EXTRACTED TEXT:
# Spec V Loses Power



## Guest (Oct 23, 2002)

Can anyone enlighten me about a problem i have. I have a stock Spec-V and every once in a while my car will lose power. It doesn't happen every time I drive my car but is happens on a weekly basis. It feels as if the throttle isn't opening all the way, it seems as if there is not enough fuel or air entering the engine. The car doesn't stop but it loses about half of its horse power and it sounds like the car is working hard. When this happens it also has a few more electrical issues, the brake lights stay on even when off the brakes and the dash lights and parking lights stay on when I turn the car is turned off until I release the brake pedal. When I turn the car off and back on the problem is fixed. My local dealership can't duplicate the problem because it is a random occurance and no one has encountered this problem before. Please Help. Thanks


----------



## Mr SEntra (Oct 7, 2002)

Please explain in more detail your problem. It's kinda vague to me, sorry.


----------



## dangeruss (Dec 11, 2003)

taadow182 said:


> Can anyone enlighten me about a problem i have. I have a stock Spec-V and every once in a while my car will lose power. It doesn't happen every time I drive my car but is happens on a weekly basis. It feels as if the throttle isn't opening all the way, it seems as if there is not enough fuel or air entering the engine. The car doesn't stop but it loses about half of its horse power and it sounds like the car is working hard. When this happens it also has a few more electrical issues, the brake lights stay on even when off the brakes and the dash lights and parking lights stay on when I turn the car is turned off until I release the brake pedal. When I turn the car off and back on the problem is fixed. My local dealership can't duplicate the problem because it is a random occurance and no one has encountered this problem before. Please Help. Thanks



Could just be the knock sensors. Stock knock-sensors are very touchy and could be the reason why your feelin the loss in power but if it feels like your losin half, I'm not sure. Check out nissanperformancemag.com, they have more info on knock sensors. Not sure what to tell you about the electrical problem, never had that issue before.


----------



## chimmike (Oct 17, 2002)

I don't think so, not on a stock spec V, the KS wouldn't do that. I hope you're running 93 octane though.


----------



## germex (Jan 15, 2003)

Yeah, the Spec runs like crap on regular 87 octane. There are a lot of things that could cause power loss. Check your fuel pressure/pump/filter. Check your air intake to make sure it's clear. How many miles?/check spark plugs/wires. Check your ECU for codes. Check cat. and pre-cat for breakup and clogging in the exhaust. Have you had the recall done on your exhaust? OR, if still under warranty, take it to the dealer and let them figure it out.


----------



## caveman (Dec 20, 2003)

A stock Spec V will run great on 91 octain fuel. If you have a choice between 91,92, and 93 octain, save a few cents and get 91.

The car does run like crap on 87, but on long hyw trips I will fill up on 89 and I don't notice a power loss with that, but in stop and go traffic with a heavy foot, I run 92 or 93. I can't find 91 around here, or I would run that. It should be a tad cheaper. Sunoco and Speedway in some states sell 91 and 93. In other states, 91 is the highest you can get.

With gas prices on the rise, filling a na 4cyl with high octain sucks. I am always keeping a close eye on Speedway, Mijier, and Sams Club for the cheapest gas.


----------

SUPPLIED ENTRIES:

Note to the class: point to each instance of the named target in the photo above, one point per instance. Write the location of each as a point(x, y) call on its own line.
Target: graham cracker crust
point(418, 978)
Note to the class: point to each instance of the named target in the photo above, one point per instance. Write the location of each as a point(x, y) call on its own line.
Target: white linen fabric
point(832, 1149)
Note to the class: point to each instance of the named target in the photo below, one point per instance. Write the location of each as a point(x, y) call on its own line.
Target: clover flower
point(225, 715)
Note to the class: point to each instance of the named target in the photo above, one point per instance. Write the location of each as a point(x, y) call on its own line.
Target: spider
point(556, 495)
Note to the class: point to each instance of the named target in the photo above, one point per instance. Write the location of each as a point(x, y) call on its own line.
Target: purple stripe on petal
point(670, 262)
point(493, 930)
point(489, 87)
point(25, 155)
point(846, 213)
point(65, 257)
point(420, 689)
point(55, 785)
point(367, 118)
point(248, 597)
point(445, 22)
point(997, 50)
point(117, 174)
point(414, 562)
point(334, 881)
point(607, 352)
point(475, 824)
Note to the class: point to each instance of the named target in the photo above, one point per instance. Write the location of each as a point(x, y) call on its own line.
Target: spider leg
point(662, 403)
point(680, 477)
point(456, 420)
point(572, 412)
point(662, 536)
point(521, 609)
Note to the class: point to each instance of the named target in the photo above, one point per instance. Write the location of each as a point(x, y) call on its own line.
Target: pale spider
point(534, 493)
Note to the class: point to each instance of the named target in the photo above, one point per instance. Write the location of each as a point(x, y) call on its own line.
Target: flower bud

EXERCISE REQUIREMENTS:
Reproduce the stretch of the Spec V power-loss thread from "## chimmike (Oct" through "figure it out.".

RESULT OF THIS TASK:
## chimmike (Oct 17, 2002)

I don't think so, not on a stock spec V, the KS wouldn't do that. I hope you're running 93 octane though.


----------



## germex (Jan 15, 2003)

Yeah, the Spec runs like crap on regular 87 octane. There are a lot of things that could cause power loss. Check your fuel pressure/pump/filter. Check your air intake to make sure it's clear. How many miles?/check spark plugs/wires. Check your ECU for codes. Check cat. and pre-cat for breakup and clogging in the exhaust. Have you had the recall done on your exhaust? OR, if still under warranty, take it to the dealer and let them figure it out.